Copy out every one of the records below word for word, without the pictures.

* begin *

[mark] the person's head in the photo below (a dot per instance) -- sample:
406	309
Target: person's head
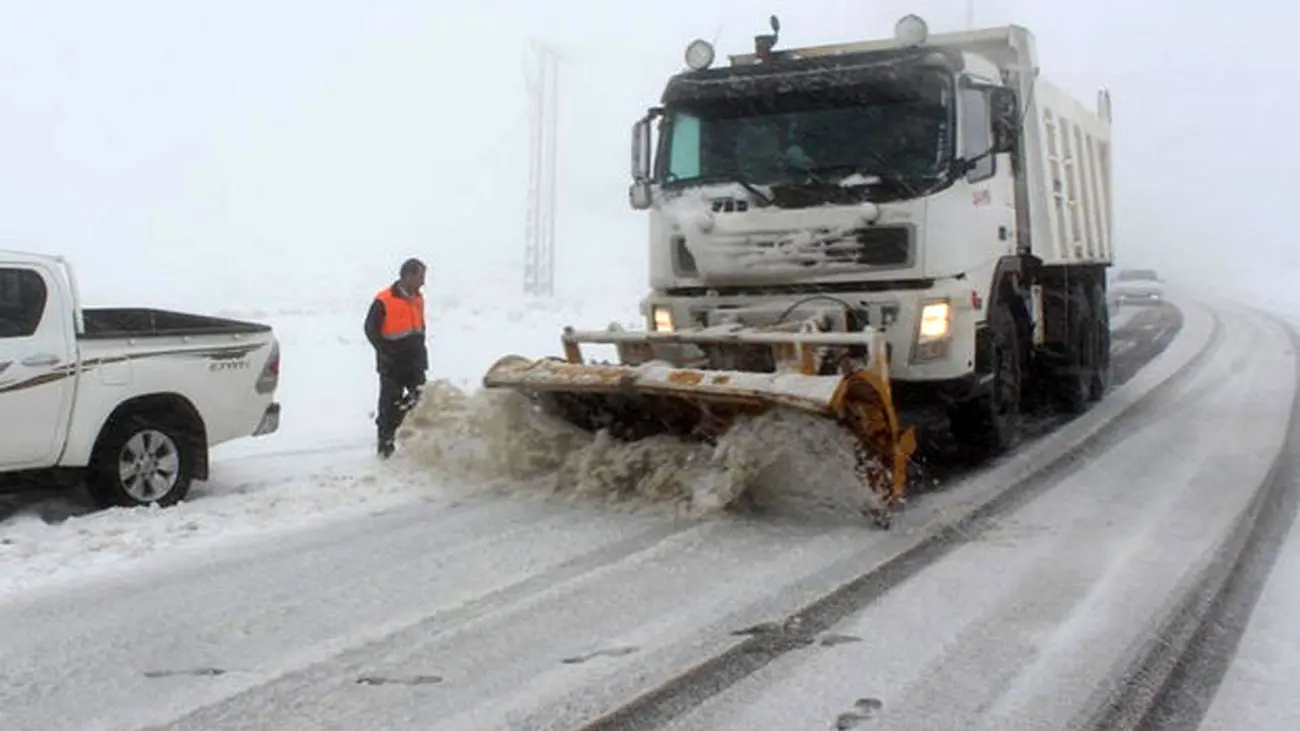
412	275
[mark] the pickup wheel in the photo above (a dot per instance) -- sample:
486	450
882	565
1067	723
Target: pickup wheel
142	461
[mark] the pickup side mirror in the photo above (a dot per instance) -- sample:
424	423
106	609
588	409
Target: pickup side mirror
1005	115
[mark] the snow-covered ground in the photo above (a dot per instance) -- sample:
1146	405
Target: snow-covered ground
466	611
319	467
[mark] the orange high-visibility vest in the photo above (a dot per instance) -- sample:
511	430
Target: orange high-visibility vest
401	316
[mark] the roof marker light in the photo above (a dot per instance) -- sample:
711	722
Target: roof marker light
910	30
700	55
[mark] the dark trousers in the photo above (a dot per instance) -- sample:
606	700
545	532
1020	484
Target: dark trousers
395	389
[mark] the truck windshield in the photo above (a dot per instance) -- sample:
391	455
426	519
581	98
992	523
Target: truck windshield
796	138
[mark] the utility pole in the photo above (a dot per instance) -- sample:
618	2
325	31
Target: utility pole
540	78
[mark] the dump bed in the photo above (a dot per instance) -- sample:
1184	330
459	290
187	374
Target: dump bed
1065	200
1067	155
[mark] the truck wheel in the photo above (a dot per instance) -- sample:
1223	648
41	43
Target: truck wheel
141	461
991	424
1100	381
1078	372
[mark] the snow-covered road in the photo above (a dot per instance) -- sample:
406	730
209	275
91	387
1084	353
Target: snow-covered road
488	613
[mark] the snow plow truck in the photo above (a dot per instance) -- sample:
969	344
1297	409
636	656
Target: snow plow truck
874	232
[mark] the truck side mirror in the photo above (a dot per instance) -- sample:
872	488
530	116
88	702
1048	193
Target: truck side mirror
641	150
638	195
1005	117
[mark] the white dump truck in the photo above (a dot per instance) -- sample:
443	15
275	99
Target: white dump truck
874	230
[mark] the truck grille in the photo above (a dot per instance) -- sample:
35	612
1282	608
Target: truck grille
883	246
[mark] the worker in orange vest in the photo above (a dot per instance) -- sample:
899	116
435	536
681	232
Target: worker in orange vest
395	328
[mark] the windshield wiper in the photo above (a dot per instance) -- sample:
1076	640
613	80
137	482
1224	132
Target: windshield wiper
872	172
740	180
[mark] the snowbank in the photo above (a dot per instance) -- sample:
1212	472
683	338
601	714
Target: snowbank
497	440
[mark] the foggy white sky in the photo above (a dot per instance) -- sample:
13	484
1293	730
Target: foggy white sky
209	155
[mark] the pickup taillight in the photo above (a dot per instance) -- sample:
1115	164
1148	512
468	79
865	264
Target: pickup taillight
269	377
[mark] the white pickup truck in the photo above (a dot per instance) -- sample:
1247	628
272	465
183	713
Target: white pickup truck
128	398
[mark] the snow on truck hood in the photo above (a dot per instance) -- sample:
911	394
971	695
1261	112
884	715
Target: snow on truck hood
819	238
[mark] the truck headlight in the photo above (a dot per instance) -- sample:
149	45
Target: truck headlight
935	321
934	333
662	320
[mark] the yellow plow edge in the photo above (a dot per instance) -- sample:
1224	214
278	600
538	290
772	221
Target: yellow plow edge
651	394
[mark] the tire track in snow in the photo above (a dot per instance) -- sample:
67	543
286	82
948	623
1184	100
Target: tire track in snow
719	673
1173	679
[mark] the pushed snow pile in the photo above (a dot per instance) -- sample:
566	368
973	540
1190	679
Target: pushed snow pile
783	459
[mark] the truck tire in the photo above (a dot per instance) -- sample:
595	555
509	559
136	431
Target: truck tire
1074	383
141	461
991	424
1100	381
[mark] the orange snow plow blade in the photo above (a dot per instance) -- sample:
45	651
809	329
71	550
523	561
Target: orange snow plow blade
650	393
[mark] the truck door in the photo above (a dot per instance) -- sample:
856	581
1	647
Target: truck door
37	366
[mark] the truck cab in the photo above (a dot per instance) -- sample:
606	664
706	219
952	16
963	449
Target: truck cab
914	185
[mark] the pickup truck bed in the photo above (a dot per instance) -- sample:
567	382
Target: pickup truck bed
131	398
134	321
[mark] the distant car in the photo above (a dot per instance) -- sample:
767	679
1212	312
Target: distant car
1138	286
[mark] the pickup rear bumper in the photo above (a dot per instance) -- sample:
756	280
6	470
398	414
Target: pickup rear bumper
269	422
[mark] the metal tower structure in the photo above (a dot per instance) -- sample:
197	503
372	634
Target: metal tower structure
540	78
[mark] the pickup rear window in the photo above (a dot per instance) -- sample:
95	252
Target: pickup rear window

* end *

◆ CORRECT RESPONSE ◆
[mark] the person's head in the photo below (a dot per instance) -- sample:
406	309
Target: person's head
412	275
[mark] the pickup wheel in the photo above (a dot per instance) -- sample:
486	450
882	565
1067	723
Target: pickup wheel
142	461
[mark] the pickup side mirror in the photo above (a dot per instance) -- sample:
424	423
106	609
588	409
Target: pickup side mirror
1005	115
[mark] the snow-covered ground in the photo above (a dot per instance) -- sample:
1146	405
Target: snow-covered ground
466	611
319	467
[mark] the orange high-visibility vest in the photo above (a dot per instance) -- sample:
511	430
Target: orange high-visibility vest
401	316
[mark] the roof marker light in the photo above (a dot per instance) -- sample:
711	722
Target: roof marker light
910	30
700	55
[mark] the dark trousers in the photo above (a dot per instance) -- sample:
606	700
545	532
1020	484
Target: dark trousers
395	389
[mark] the truck windshield in the photo above (a dot per instance) -- sample:
391	455
426	519
581	98
992	523
Target: truck windshield
796	138
[mark] the utility pole in the photo above (a dot per instance) -- sample:
618	2
325	31
Target: utility pole
540	78
[mark] the dump bed in the photo above (a dot per instance) -- sample:
1184	330
459	290
187	374
Target: dump bed
1065	200
1067	155
[mark] the truck wheel in the photo above (a dot per instance) -- sample:
1223	648
41	43
Target: truck wheel
141	461
991	424
1100	381
1078	372
[mark] the snow-covered road in the photo above (a dot per instance) -- sample:
406	730
209	275
91	387
1084	353
Target: snow-covered road
488	613
[mark] the snow plow truck in the photo above (a dot per instance) -- sample:
969	344
1297	409
636	656
Target: snow plow truck
874	232
[mark] the truck side mirror in the photo above (a dot per instance) -- sample:
872	488
530	116
88	702
1048	193
Target: truck side mirror
641	150
638	195
1005	117
[mark] the white dump truck in the photo above (a dot per instance) -- sample:
443	15
275	99
Target: white dump truck
874	230
[mark] the truck grille in the photo above (a dot per instance) -- sample:
35	612
1282	608
Target: truck grille
883	246
[mark] the worker in orange vest in the photo above (a dot per instance) -- sample:
899	116
435	536
681	232
Target: worker in orange vest
395	328
[mark] the windshield wiper in the photo above (a dot per instance) -- sample:
1076	640
613	80
137	482
1224	132
Target: windshield wiper
872	172
740	180
[mark] the snowbank in the photo above (a dot per instance) -- sample:
1212	472
683	338
601	714
Target: snowbank
497	440
[mark] the foggy white sky in the photo above (a dot per instance) -- sample:
13	484
1293	730
Target: foggy white sky
209	155
[mark] the pickup taillight in the photo above (a dot per instance) -- sample:
1115	164
1148	512
468	79
865	264
Target: pickup taillight
269	377
[mark] the white pickup truck in the photo above (a dot per instance) -- sample:
1247	628
272	465
183	713
Target: white pickup truck
128	398
[mark] the snow on truck hood in the photo above (a dot per instance) -- sample:
911	394
971	695
1261	112
884	715
Target: snow on truck hood
819	238
[mark] the truck headlight in the photo above (a dot per instance) -- sample:
149	45
Target: truck headlight
935	321
934	333
662	320
[mark] the yellow plow edge in the photo above (a dot per instance) -- sample:
1224	214
278	600
538	290
772	221
Target: yellow plow edge
651	394
[mark] the tire track in snow in the photo above (a dot per instance) -- sample:
67	543
286	82
948	623
1184	100
Target: tire track in snow
719	673
1173	679
[mark] the pushed snow pile in the photo above (a dot per instance) -- sample:
566	368
973	540
1190	679
Target: pushed snow pile
783	459
[mark] the truck tire in the photo above (a dot per instance) -- sample:
595	555
509	559
136	431
Target: truck tire
1074	383
141	461
991	424
1100	381
[mark] the orange snow plow blade in the photo above (a dot per instance) -- sample:
45	651
809	329
71	550
523	561
Target: orange snow plow blade
650	393
[mark] the truck door in the photo above (a dot per instance) -- sample:
856	581
1	647
Target: truck door
37	366
[mark] the truck cab in the photo above (a dot per instance) -- sample:
606	664
706	219
952	16
963	449
Target: truck cab
914	185
[mark] the pickup truck bed in the photo above (a dot per instance) -- sample:
567	382
Target: pickup truck bed
131	398
134	321
[mark] the distant car in the photo above (a dot per instance) -- sample:
767	679
1212	312
Target: distant car
1138	286
[mark] the pickup rear bumper in the photo above (a dot per instance) -- sample:
756	280
6	470
398	414
Target: pickup rear bumper
269	422
[mark] the metal tower structure in the photo above (a dot per instance) -- sample:
197	503
372	634
Target: metal tower structure
540	78
[mark] the pickup rear window in the photo above (a dot per instance) -- sample:
95	252
Target: pickup rear window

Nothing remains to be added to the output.